# Does Running Tone Muscles?



## jmstoge (Dec 1, 2008)

Just wondering if you can get any assistance in toning muscles through running? You'll have to excuse my ignorance if this is a stupid question. Thanks

J


----------



## danzik17 (Dec 1, 2008)

Nope.  There is no such thing as toning, only gaining and losing fat or muscle.

What people commonly refer to as toning is actually losing fat, which is mainly accomplished through diet.


----------



## readyformore (Dec 1, 2008)

diet is everything in weight lifting, if you dont get the right amount of the right stuff then your gonna store fat if to much or loose muscle if to little


----------



## Merkaba (Dec 2, 2008)

danzik17 said:


> Nope.  There is no such thing as toning, only gaining and losing fat or muscle.
> 
> What people commonly refer to as toning is actually losing fat, which is mainly accomplished through diet.



Jesus fucking amen!

## Stated exercise a
Gather every line of the rows that contains the word "fountain".
The forum thread and the rows after it come from different sources.

## Stored rows
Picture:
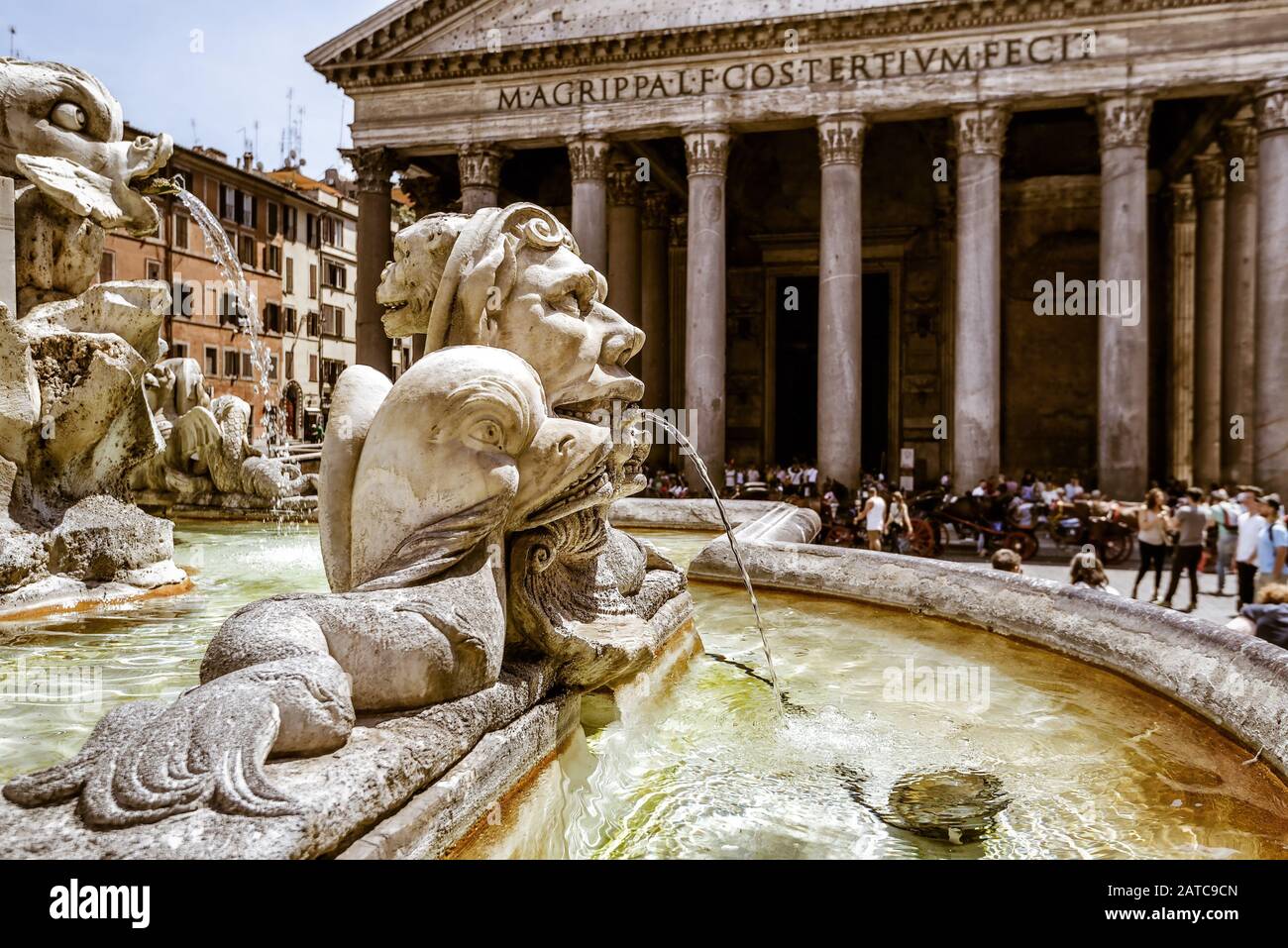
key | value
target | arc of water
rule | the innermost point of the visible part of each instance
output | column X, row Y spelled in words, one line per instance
column 226, row 258
column 733, row 544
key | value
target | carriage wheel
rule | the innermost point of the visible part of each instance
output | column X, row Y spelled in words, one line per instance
column 1119, row 548
column 923, row 539
column 1024, row 544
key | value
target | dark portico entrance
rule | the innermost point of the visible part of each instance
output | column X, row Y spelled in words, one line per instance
column 795, row 355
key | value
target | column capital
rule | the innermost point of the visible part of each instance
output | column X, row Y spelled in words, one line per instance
column 1271, row 107
column 1270, row 103
column 1124, row 120
column 481, row 163
column 1210, row 175
column 622, row 188
column 1237, row 138
column 707, row 150
column 679, row 230
column 374, row 166
column 657, row 213
column 588, row 156
column 1183, row 201
column 840, row 138
column 980, row 130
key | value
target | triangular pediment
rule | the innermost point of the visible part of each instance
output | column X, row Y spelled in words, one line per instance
column 413, row 29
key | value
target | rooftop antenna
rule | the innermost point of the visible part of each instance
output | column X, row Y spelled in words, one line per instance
column 286, row 129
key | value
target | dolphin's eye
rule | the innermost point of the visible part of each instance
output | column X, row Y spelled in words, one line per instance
column 68, row 115
column 488, row 432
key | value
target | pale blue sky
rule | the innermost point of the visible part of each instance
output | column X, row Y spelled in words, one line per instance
column 254, row 52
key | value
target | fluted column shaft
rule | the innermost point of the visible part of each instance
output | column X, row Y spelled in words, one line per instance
column 1181, row 441
column 655, row 300
column 481, row 175
column 588, row 158
column 707, row 154
column 623, row 243
column 1124, row 380
column 374, row 167
column 1209, row 263
column 1270, row 433
column 975, row 433
column 840, row 298
column 1239, row 303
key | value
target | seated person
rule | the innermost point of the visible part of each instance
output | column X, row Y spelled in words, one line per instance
column 1267, row 618
column 1008, row 561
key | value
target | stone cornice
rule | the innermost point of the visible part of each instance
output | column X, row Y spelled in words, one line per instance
column 980, row 130
column 1271, row 107
column 588, row 158
column 366, row 63
column 706, row 151
column 481, row 165
column 374, row 167
column 840, row 140
column 1124, row 121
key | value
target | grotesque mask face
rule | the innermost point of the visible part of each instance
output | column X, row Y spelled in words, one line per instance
column 557, row 320
column 60, row 130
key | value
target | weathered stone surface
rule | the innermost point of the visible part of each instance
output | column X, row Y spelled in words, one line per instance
column 101, row 537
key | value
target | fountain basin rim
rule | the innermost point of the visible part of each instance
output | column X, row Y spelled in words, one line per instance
column 1235, row 683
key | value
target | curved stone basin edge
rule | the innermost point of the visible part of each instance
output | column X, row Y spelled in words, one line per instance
column 1236, row 683
column 406, row 785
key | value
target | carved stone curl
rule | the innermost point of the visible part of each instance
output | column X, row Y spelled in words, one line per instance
column 1124, row 121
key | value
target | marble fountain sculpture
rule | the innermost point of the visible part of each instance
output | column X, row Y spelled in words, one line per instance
column 473, row 570
column 73, row 415
column 209, row 462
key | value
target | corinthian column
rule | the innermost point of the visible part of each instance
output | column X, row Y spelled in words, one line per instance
column 1270, row 436
column 655, row 299
column 623, row 243
column 1181, row 441
column 707, row 154
column 840, row 298
column 978, row 334
column 1124, row 384
column 481, row 175
column 374, row 167
column 678, row 256
column 1209, row 262
column 588, row 158
column 1239, row 301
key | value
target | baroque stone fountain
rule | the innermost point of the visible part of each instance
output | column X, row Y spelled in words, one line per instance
column 73, row 416
column 473, row 570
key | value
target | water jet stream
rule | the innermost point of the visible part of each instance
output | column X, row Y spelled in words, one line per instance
column 733, row 544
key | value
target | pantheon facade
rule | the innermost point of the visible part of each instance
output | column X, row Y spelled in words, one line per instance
column 875, row 233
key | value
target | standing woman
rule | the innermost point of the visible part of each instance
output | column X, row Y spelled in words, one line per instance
column 898, row 522
column 1151, row 535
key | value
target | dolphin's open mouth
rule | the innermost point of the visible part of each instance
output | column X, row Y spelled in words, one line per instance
column 591, row 487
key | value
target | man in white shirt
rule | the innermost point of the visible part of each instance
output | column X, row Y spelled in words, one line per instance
column 874, row 519
column 1245, row 548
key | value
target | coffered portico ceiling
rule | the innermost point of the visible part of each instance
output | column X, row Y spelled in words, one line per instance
column 429, row 75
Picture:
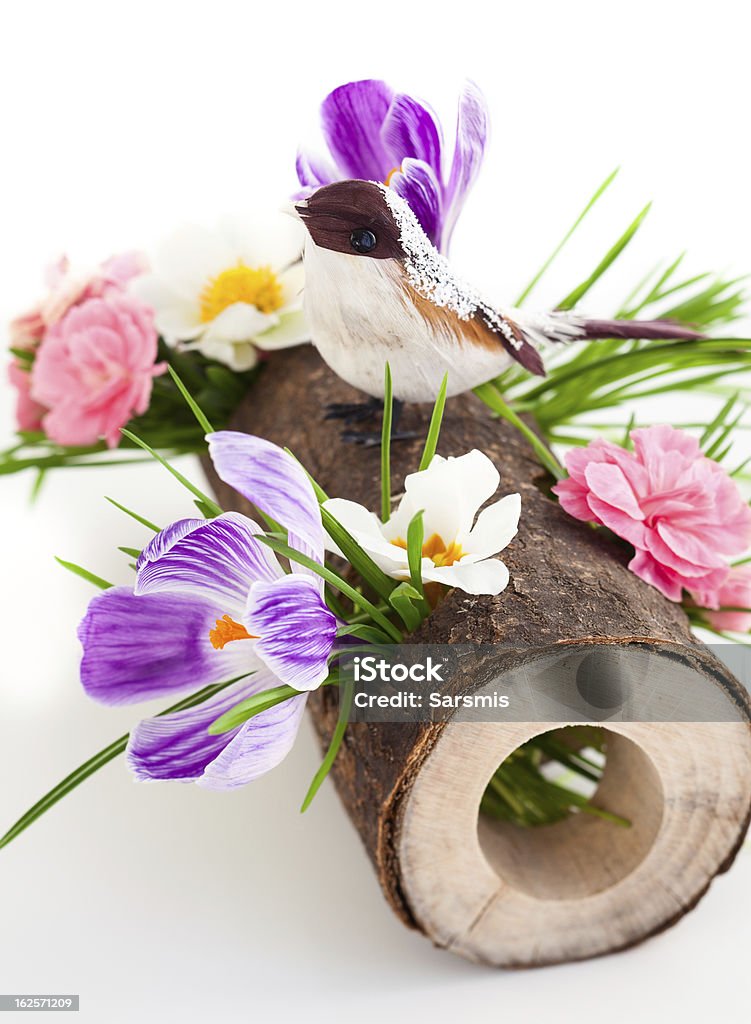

## Stated exercise b
Please print the forum thread word for word, starting with "## readyformore (Dec" and going on through "(Dec 2, 2008)".

## Written answer a
target | fountain basin rim
target | marble fountain sculpture
target | baroque stone fountain

## Written answer b
## readyformore (Dec 1, 2008)

diet is everything in weight lifting, if you dont get the right amount of the right stuff then your gonna store fat if to much or loose muscle if to little


----------



## Merkaba (Dec 2, 2008)